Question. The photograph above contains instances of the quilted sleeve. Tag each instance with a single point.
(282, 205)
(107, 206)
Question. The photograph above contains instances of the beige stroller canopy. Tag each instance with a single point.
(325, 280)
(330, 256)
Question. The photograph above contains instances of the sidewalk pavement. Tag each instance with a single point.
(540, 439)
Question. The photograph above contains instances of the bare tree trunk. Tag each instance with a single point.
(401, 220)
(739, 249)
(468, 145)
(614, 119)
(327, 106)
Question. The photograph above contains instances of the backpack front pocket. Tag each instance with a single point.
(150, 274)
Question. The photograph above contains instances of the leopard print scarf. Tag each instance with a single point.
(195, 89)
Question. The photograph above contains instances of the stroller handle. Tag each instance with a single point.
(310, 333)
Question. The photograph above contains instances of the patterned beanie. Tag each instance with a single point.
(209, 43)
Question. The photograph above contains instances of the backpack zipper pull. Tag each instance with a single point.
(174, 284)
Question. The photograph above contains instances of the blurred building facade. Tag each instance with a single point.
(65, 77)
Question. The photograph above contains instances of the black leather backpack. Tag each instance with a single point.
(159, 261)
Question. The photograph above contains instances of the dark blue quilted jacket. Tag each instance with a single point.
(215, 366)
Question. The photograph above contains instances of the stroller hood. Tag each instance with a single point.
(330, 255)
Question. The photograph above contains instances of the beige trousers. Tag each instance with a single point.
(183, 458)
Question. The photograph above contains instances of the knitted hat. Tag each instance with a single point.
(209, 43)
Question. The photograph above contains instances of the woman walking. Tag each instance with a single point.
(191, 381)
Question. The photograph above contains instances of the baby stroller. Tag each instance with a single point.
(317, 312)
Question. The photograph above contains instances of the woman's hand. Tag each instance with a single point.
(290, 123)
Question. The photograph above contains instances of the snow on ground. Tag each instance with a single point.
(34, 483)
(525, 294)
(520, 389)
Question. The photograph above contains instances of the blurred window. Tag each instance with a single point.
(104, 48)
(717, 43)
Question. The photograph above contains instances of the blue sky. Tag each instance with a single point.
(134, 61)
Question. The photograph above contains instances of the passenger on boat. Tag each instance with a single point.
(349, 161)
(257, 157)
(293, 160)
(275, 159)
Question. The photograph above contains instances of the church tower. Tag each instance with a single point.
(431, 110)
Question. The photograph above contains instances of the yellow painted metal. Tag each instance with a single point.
* * * * *
Output the full listing without altering anything.

**Full response:**
Question. The photograph above contains instances of the quilted sleeve. Tag each instance with a single point.
(282, 205)
(107, 206)
Question. The photograph above contains instances of the beige stroller canopy. Tag each instance with a single point.
(325, 280)
(330, 256)
Question. The photograph above contains instances of the sidewalk pavement. Tag each instance with a single point.
(540, 439)
Question. The photograph above contains instances of the bare tree trunk. Tag each instance with a single point.
(401, 220)
(739, 249)
(468, 145)
(614, 119)
(327, 106)
Question. The photograph above contains instances of the backpack front pocket. Tag each instance with a single point.
(150, 274)
Question. The photograph above contains instances of the leopard print scarf. Tag each instance with a single point.
(195, 89)
Question. The photograph above contains instances of the stroller handle. Tag each instance with a single point.
(310, 333)
Question. The photograph above contains instances of the patterned beanie. Tag each instance with a single point.
(209, 43)
Question. The photograph above contains instances of the backpack zipper pull. Tag each instance with a single point.
(174, 284)
Question. The photograph above contains instances of the blurred building facade. Tag each instance with a single point.
(65, 77)
Question. The photograph above contains instances of the black leather backpack. Tag each instance with a single point.
(159, 261)
Question. The photograph above contains instances of the dark blue quilted jacket. Tag each instance with a single point.
(215, 366)
Question. The photograph above contains instances of the stroller hood. Tag each instance with a single point.
(330, 255)
Question. The photograph above contains instances of the beige trousers. Tag each instance with a single point.
(183, 458)
Question. The photograph above contains instances of the knitted hat. Tag each instance with a single point.
(209, 43)
Question. The photograph above contains instances of the woman walking. Tag each instance with a single point.
(191, 381)
Question. The photograph above contains instances of the baby stroller. Tag each instance with a single point.
(317, 312)
Question. The photograph above contains instances of the woman's hand. Tag each instance with a single point.
(290, 123)
Question. The photograph above contains instances of the snow on ground. Tag each instance with a single point.
(34, 483)
(525, 294)
(520, 389)
Question. The photograph above contains instances of the blurred window. Tag each instance with a single point.
(104, 48)
(717, 43)
Question. The photograph above contains instances of the blue sky. Tag each instance with a single point.
(134, 61)
Question. The photograph above contains instances of the passenger on boat. Tag each instance with a single point.
(349, 161)
(257, 157)
(293, 160)
(275, 159)
Question. The photograph above contains instances of the church tower. Tag each instance with a single point.
(431, 110)
Question. The photograph above contains instances of the yellow painted metal. Tag each instance with a single point.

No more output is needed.